§ REQUIRED ACTION 1
Quote the forum thread about Annabelle's calving from "# Annabelle's Waiting" to "quite a while!!".
§ REQUIRED ACTION 2
In the forum thread about Annabelle's calving, how much milk a day did Annabelle's mother give?
§ REQUIRED ACTION 3
Write what comes next in the forum thread about Annabelle's calving, starting where it stops.
SELECTED PASSAGE Start Marker
# Annabelle's Waiting Thread! When will she pop?!



## Little-Bits-N-Pieces (Apr 7, 2013)

After waiting for her to grow up, then having to wait for my bull to get big enough, I'm finally going to get a little calf out of Annabelle! :leap: I'm really excited, I've been waiting quite a while!!

Only thing is, I have NO idea when she's due. At the absolute latest she would be due in July as I sold the bull in September, and that would be putting her at 4 months along right now, but I feel like she is further along than that...

It has been a very long time since I've had any heifers calve here, so I'm not that savvy on a heifer's udder development.

Here is my fat Annabelle, she is usually enormous, this is her being thin. I was out of hay yesterday and my sister brought me some for them this morning, so she didn't have the chance to fill up before the pictures :lol:

So what do you guys think? On track for a July calf or earlier? Did I mention I'm excited!! :greengrin:

May 20th. Just udder wrinkles.








October 3rd. Seems to be filling out those wrinkles.















Today (January 20th). A lot more filled out all around, building her fore udder and gaining definition.


----------



## Crossroads Boers (Feb 19, 2011)

I don't know anything about cows calving or how she should look, but I LOVE her name and she's beautiful! Happy calving!!


----------



## Little-Bits-N-Pieces (Apr 7, 2013)

Thanks! I cant wait!!  She's bred to a red and white bull, so I'm hoping for color! 

I really hope she's going to have a heifer, but either way I'm excited to get some milk! My sister and I are looking forward to having real milk and making ice cream, cheese, cheese cake, yogurt, etc, so many possibilities! And I'm way curious to find how how much she's going to milk, her mom milked 14 gallons a day


----------



## Little-Bits-N-Pieces (Apr 7, 2013)

Here she was as a baby  Can't find the rest of her baby pictures....She actually wasn't my favorite as a calf since she was never very friendly, but since Snow White broke her hip and had to be put down, she tamed down a lot. Snow White was the more beautiful of the two, to me, but I'm very happy to still have Annabelle


----------



## NyGoatMom (Jan 26, 2013)
SELECTED PASSAGE End Marker
PROVIDED DATA Start Marker
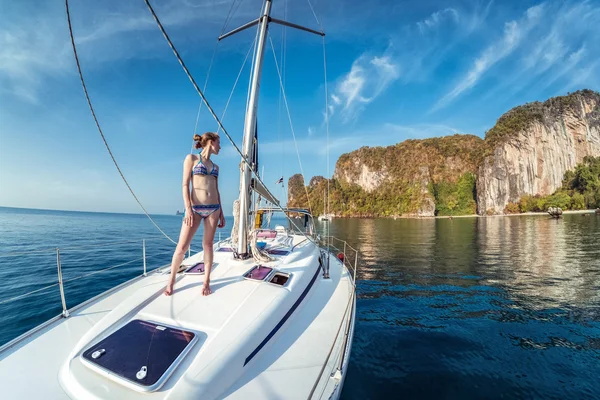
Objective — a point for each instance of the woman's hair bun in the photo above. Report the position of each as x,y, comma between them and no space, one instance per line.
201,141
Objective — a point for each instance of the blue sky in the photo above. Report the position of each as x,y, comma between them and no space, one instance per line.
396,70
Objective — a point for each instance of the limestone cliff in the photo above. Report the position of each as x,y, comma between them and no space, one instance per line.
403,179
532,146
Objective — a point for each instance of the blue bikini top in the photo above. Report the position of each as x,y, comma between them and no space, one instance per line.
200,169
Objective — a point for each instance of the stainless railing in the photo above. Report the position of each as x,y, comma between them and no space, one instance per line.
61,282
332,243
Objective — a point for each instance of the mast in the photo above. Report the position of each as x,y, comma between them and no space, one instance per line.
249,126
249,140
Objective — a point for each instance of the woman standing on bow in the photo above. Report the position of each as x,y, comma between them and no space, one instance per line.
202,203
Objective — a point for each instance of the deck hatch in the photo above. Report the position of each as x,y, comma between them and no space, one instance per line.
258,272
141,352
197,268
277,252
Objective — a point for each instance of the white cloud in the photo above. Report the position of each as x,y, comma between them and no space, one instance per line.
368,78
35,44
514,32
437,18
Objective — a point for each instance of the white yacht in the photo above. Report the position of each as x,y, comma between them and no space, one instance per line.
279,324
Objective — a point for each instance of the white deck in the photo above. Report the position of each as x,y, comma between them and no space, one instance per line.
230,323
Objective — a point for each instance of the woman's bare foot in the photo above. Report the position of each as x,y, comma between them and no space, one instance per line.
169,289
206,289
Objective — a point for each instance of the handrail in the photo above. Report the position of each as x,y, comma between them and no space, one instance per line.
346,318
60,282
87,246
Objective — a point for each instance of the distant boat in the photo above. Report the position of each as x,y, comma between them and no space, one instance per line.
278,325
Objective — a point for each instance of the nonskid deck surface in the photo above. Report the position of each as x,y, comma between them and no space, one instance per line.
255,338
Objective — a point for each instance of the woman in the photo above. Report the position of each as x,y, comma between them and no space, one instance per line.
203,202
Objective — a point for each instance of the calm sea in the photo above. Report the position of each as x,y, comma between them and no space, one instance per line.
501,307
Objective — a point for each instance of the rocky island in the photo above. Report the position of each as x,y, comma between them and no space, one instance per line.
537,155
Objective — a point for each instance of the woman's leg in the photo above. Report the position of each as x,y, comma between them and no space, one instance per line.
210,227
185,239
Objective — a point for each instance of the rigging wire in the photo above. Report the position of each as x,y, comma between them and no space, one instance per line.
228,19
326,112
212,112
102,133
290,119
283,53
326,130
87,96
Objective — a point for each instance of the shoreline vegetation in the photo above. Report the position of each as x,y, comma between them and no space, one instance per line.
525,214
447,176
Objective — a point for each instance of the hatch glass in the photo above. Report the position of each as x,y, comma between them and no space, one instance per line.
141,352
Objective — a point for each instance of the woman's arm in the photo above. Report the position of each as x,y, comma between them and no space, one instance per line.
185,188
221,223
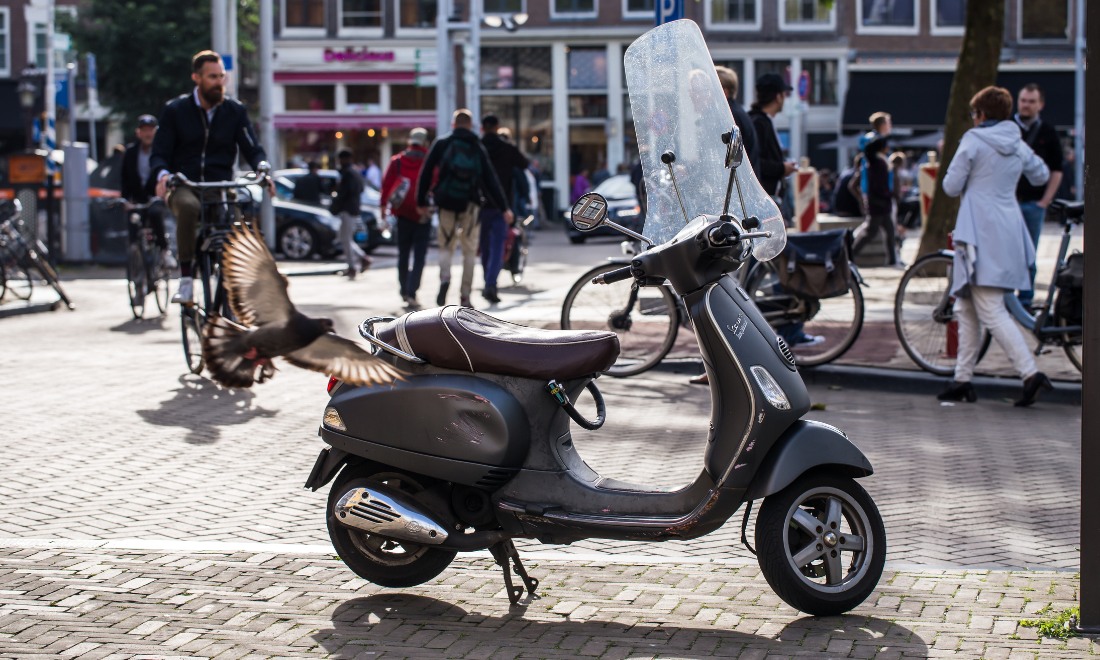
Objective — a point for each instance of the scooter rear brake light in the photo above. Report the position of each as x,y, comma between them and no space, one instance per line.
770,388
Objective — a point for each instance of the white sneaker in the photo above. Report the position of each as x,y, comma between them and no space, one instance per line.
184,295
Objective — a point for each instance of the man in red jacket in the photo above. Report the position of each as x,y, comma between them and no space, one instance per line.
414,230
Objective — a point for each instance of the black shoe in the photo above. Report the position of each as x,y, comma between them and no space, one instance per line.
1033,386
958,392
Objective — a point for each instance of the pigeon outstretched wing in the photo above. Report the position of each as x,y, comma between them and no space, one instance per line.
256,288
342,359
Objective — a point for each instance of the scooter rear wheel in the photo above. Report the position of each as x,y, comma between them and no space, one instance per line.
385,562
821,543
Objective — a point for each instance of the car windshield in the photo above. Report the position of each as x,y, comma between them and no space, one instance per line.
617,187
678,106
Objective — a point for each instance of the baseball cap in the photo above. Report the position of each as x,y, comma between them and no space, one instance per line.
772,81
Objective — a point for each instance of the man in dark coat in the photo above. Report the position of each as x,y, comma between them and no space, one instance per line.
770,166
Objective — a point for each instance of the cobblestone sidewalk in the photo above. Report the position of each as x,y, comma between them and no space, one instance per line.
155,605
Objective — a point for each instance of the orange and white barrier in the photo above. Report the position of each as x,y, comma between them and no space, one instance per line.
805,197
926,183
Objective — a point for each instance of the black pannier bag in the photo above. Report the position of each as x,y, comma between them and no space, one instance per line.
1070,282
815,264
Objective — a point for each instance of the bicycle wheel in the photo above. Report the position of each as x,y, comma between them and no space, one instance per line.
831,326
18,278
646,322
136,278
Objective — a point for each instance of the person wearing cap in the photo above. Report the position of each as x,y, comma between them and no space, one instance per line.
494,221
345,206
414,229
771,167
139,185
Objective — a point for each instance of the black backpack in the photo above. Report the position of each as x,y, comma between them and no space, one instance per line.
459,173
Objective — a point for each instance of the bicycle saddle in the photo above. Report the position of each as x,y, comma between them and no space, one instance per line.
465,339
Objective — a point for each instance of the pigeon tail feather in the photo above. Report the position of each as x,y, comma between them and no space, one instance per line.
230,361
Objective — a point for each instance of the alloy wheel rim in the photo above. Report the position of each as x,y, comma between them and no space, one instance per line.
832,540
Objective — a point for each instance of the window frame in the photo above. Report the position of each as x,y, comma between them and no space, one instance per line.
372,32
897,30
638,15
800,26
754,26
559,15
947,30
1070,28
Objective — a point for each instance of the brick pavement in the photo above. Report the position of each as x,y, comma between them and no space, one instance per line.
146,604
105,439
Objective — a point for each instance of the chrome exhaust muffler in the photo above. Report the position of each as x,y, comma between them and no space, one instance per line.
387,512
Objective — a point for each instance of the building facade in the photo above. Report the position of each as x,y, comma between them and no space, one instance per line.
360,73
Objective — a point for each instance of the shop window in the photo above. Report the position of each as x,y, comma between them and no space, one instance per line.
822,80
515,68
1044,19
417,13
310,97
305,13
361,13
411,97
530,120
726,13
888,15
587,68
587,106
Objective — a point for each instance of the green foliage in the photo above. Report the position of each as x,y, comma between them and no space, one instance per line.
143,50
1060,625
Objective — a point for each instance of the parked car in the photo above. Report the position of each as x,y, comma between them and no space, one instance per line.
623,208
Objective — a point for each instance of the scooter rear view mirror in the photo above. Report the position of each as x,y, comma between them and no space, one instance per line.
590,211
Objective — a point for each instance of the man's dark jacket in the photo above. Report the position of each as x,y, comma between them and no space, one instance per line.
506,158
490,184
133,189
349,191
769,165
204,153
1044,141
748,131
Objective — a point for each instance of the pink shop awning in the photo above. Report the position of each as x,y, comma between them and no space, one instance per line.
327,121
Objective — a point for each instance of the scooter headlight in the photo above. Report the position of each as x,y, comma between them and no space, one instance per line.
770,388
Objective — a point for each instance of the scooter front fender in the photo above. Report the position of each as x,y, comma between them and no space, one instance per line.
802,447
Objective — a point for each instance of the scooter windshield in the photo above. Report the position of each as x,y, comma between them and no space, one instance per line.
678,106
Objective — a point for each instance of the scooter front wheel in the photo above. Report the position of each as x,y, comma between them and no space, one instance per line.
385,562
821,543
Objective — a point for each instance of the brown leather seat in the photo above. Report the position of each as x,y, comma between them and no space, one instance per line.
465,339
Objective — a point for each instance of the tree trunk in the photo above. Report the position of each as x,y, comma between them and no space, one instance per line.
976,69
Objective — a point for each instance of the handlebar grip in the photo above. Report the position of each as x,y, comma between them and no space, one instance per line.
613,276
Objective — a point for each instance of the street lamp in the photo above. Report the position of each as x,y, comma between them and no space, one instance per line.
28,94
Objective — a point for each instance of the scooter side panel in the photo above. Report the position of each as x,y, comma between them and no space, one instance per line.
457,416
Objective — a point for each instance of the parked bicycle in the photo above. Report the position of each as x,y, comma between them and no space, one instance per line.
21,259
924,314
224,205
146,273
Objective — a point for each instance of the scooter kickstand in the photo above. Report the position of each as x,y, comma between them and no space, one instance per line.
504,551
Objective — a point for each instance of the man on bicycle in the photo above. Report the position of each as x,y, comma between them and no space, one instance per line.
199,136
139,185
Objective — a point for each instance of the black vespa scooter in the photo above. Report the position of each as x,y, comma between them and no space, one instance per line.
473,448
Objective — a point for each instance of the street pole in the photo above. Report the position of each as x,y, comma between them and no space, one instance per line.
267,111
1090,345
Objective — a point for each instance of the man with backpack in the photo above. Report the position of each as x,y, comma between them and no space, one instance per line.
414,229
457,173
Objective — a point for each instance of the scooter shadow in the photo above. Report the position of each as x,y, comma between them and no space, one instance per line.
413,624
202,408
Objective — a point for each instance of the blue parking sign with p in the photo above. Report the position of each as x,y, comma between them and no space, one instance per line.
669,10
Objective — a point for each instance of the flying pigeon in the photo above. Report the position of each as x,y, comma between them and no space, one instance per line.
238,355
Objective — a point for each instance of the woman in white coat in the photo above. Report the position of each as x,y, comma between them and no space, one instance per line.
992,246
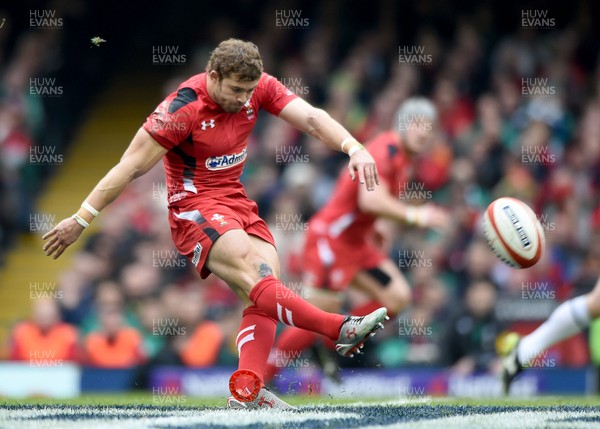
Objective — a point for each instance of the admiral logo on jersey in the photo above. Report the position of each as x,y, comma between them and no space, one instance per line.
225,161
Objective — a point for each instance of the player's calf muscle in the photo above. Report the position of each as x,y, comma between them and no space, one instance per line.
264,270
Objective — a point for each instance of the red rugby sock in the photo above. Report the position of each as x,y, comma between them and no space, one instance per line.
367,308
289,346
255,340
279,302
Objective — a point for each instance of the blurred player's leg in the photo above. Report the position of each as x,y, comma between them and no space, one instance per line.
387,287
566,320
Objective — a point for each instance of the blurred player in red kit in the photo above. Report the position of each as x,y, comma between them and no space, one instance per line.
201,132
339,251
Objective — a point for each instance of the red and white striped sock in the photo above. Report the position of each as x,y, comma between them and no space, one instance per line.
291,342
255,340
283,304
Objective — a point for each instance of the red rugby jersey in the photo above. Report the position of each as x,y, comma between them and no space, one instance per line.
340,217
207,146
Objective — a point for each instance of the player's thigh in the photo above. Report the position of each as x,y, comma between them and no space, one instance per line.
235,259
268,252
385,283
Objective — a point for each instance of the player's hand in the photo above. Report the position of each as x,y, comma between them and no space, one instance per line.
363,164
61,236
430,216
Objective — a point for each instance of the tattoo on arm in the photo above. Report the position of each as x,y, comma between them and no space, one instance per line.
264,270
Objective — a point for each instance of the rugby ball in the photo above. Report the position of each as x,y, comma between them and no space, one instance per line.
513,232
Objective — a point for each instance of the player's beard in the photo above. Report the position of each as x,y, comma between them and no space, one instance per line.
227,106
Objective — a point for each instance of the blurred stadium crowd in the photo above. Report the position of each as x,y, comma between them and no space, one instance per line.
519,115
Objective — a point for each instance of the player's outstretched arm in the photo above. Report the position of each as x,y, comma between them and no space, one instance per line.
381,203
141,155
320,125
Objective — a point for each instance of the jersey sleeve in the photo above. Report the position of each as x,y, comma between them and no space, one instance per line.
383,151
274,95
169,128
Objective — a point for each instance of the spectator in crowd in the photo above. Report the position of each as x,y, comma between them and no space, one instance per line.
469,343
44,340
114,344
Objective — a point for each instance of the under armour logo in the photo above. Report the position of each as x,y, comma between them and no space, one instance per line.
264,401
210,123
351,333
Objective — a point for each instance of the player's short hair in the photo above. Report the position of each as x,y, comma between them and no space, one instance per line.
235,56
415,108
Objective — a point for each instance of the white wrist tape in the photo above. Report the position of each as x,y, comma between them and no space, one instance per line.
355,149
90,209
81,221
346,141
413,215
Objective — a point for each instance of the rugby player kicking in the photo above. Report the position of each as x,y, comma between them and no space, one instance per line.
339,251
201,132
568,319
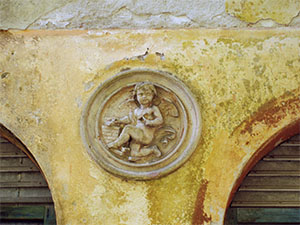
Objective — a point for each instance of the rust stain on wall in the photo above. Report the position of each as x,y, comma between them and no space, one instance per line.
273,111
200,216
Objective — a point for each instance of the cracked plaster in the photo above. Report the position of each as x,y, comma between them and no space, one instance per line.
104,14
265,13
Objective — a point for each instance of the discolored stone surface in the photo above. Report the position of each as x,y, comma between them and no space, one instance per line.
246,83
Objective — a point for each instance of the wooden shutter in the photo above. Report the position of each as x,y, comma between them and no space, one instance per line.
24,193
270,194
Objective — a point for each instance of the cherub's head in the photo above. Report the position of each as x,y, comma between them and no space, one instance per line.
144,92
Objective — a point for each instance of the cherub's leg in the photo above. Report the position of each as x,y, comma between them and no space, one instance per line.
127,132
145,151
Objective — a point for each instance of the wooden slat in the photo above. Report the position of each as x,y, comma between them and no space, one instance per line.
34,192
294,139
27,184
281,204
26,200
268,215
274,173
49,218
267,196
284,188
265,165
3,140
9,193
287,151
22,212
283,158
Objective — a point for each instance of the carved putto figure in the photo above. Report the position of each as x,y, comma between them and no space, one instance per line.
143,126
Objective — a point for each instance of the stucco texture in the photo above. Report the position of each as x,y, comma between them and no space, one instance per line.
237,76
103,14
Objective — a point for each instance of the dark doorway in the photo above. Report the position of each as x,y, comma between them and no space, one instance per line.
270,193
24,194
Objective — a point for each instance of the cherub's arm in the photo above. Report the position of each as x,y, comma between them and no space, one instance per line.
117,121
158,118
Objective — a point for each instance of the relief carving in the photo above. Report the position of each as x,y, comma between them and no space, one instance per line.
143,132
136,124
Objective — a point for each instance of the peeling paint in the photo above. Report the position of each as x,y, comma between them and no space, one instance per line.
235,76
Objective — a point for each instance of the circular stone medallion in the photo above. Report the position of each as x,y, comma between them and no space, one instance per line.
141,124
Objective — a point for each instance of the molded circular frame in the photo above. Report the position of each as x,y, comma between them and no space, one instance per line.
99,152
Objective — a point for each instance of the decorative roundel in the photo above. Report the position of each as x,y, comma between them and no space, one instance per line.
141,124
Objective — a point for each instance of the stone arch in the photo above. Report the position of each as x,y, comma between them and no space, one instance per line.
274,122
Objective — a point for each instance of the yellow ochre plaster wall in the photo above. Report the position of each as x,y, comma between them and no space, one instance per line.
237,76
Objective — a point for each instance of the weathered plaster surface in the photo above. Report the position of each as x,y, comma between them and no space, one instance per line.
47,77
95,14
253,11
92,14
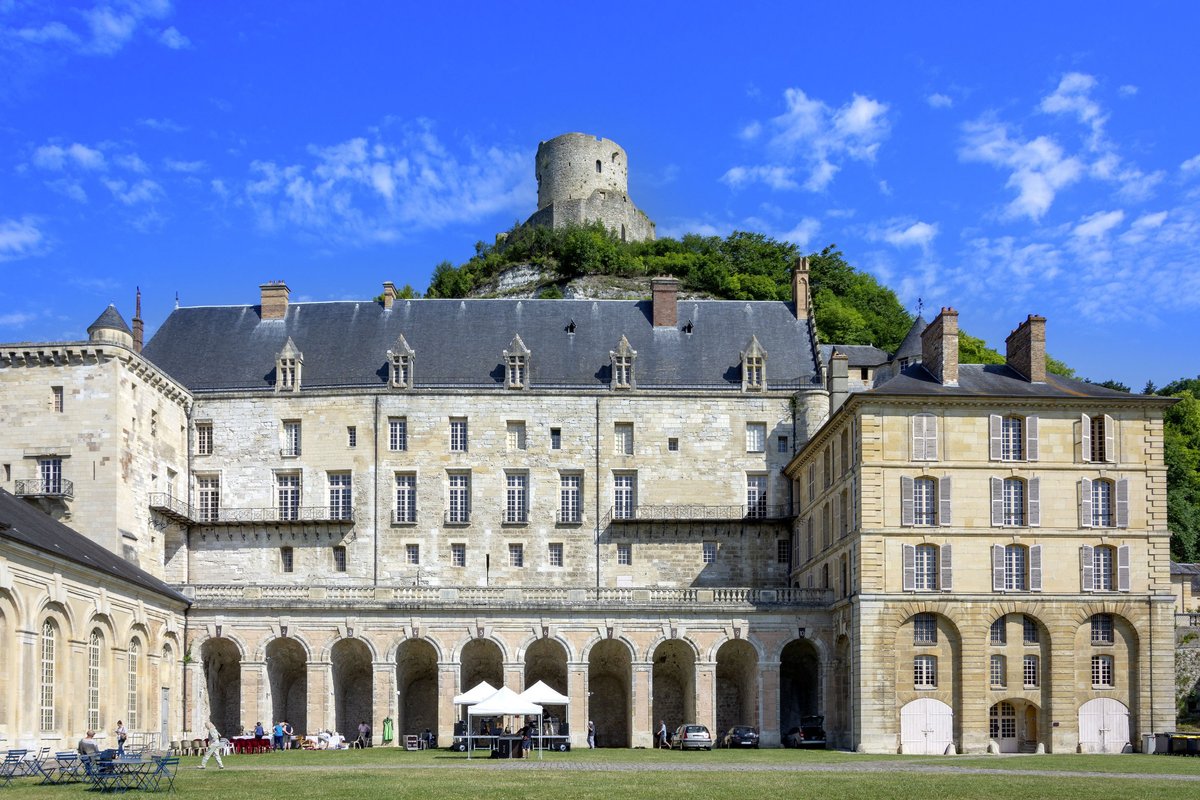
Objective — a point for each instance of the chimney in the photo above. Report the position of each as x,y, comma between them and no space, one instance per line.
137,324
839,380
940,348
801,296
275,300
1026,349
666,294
PROVIDED DATA End Marker
§ WRITTEN REPLY 1
# Annabelle's Waiting Thread! When will she pop?!



## Little-Bits-N-Pieces (Apr 7, 2013)

After waiting for her to grow up, then having to wait for my bull to get big enough, I'm finally going to get a little calf out of Annabelle! :leap: I'm really excited, I've been waiting quite a while!!

§ WRITTEN REPLY 2
14 gallons a day.

§ WRITTEN REPLY 3
Little-Bits-N-Pieces said:


> Thanks! I cant wait!!  She's bred to a red and white bull, so I'm hoping for color!
> 
> *I really hope she's going to have a heifer, but either way I'm excited to get some milk! My sister and I are looking forward to having real milk *and making ice cream, cheese, cheese cake, yogurt, etc, so many possibilities! And I'm way curious to find how how much she's going to milk, her mom milked 14 gallons a day


:lol: :lol: You do realize goats have milk too, right Lacie? Picky,picky lol
Good luck...she's gorgeous. I would love to own a cow!


----------



## Little-Bits-N-Pieces (Apr 7, 2013)

Well this is the first time I've heard about that! :ROFL: I _can_ drink it, until I remember it's goat milk and then it instantly tastes like a buck to me. I've yet to get past that little hangup I have. Also, sometimes it upsets my stomach, so I have no idea there. But I can live off of cows milk, and do frequently :lol:


----------



## Crossroads Boers (Feb 19, 2011)

Awww! They are sooooooo adorable!! I can't wait to see what color she'll have! Is the black or red more dominant? 

Holy COW!! 14 gallons a day? Hey, I need a milk cow. These darn bottle babies are eating me out of house and home! LOL


----------



## ksalvagno (Oct 6, 2009)

Pretty girl! Good luck! Can't wait to see calf pictures.


----------



## Little-Bits-N-Pieces (Apr 7, 2013)

She had some mucus discharge this morning, about a 6 inch sting of it. Her vulva looks a bit swollen today too, especially to the sides of it, but she still looks like she has a ways to go. Or maybe I'm totally wrong! :lol: 
Her udder is firm, but still has wrinkles, so she's not ready yet in that department. 

Probably another 5 months to go in reality :lol:


----------



## margaret (Aug 30, 2013)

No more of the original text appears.